» Study material
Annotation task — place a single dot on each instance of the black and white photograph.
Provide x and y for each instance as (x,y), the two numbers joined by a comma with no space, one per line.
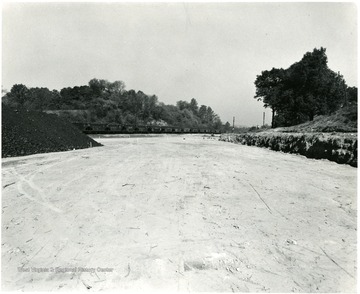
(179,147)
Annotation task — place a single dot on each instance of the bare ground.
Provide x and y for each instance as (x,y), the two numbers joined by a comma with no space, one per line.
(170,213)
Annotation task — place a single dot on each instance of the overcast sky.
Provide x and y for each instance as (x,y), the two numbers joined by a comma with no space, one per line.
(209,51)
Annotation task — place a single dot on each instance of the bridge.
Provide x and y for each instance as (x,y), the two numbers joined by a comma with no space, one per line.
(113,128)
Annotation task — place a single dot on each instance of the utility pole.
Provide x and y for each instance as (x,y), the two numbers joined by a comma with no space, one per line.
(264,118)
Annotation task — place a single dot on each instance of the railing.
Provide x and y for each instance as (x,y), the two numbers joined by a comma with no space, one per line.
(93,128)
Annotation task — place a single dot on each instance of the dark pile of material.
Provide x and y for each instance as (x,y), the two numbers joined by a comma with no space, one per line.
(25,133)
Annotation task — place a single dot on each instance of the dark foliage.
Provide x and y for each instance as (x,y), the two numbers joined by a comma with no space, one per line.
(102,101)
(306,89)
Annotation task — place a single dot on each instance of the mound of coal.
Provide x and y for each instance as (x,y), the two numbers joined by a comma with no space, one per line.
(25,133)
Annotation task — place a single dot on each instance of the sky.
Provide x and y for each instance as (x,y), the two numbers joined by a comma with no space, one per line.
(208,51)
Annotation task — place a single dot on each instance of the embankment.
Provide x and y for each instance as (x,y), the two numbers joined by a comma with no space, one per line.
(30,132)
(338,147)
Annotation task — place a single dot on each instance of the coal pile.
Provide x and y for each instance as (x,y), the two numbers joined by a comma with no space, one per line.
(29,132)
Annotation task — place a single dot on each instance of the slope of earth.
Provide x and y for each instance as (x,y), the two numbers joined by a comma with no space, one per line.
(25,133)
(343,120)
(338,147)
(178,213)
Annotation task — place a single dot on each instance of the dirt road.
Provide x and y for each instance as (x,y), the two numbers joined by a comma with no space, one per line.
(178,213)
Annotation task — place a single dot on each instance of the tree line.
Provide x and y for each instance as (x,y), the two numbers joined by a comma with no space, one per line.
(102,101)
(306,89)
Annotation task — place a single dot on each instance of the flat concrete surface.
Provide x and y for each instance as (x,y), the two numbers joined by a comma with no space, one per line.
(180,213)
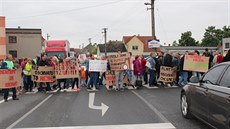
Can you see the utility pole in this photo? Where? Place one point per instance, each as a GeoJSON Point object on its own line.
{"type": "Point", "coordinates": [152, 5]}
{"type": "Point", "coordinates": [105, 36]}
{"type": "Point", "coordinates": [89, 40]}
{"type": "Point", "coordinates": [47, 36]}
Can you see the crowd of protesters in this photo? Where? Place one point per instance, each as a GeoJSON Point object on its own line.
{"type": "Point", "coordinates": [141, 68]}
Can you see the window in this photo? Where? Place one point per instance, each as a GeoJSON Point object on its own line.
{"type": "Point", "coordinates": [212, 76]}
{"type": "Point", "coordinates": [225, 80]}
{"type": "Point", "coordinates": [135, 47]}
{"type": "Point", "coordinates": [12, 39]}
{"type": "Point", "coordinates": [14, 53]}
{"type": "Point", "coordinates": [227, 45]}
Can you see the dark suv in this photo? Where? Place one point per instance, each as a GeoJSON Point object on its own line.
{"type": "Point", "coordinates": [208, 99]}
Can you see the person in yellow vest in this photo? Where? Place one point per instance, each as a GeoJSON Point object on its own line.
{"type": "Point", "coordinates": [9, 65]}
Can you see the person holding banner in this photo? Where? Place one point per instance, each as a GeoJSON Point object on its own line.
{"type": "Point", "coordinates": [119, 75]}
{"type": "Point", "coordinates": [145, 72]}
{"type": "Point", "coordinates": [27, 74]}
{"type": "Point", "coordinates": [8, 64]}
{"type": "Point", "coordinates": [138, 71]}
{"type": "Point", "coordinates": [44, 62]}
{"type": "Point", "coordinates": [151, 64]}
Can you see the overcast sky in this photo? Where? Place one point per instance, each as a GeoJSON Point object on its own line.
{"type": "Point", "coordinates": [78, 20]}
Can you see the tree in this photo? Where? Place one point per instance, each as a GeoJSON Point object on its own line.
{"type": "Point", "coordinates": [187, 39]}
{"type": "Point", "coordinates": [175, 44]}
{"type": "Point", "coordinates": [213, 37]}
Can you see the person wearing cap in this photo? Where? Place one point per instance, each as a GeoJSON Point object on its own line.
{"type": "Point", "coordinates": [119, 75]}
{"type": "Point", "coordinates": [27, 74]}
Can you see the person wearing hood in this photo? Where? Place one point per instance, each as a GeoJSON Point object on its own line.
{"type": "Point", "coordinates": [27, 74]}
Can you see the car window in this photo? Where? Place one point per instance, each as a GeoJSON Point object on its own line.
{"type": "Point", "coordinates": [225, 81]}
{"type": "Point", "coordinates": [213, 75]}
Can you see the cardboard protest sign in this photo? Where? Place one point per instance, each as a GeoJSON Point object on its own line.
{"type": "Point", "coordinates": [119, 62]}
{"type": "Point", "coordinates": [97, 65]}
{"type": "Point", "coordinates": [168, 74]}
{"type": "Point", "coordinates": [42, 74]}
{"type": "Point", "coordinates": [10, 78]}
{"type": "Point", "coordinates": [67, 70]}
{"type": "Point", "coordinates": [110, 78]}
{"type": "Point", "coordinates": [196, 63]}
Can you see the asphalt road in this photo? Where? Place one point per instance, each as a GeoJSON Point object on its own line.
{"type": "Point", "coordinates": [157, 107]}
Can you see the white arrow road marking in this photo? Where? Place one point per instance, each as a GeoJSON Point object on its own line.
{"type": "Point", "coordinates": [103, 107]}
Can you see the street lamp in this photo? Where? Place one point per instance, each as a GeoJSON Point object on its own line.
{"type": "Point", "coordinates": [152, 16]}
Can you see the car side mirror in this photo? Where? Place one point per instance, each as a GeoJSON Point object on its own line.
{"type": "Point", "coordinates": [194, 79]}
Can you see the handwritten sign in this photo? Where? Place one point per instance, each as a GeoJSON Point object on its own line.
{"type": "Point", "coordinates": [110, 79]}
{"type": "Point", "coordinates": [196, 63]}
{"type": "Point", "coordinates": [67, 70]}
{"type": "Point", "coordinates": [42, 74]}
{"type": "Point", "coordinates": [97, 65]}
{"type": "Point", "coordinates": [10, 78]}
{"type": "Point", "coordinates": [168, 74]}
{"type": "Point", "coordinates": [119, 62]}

» What is expected
Begin with the line above that has "slope of earth." and continue through the line that has "the tree line.", setting each one down exactly. Stop there.

» Worked solution
Annotation task — place a single dot on each instance of the slope of earth.
Provide x and y for each instance as (x,y), the two numbers joined by a comma with no space, one per line.
(25,133)
(343,120)
(338,147)
(178,213)
Annotation task — place a single dot on each instance of the dirt road.
Provide x and y for each instance as (x,y), the two numbers joined by a comma with no space, one per line.
(178,213)
Annotation task — place a single dot on each instance of the tree line.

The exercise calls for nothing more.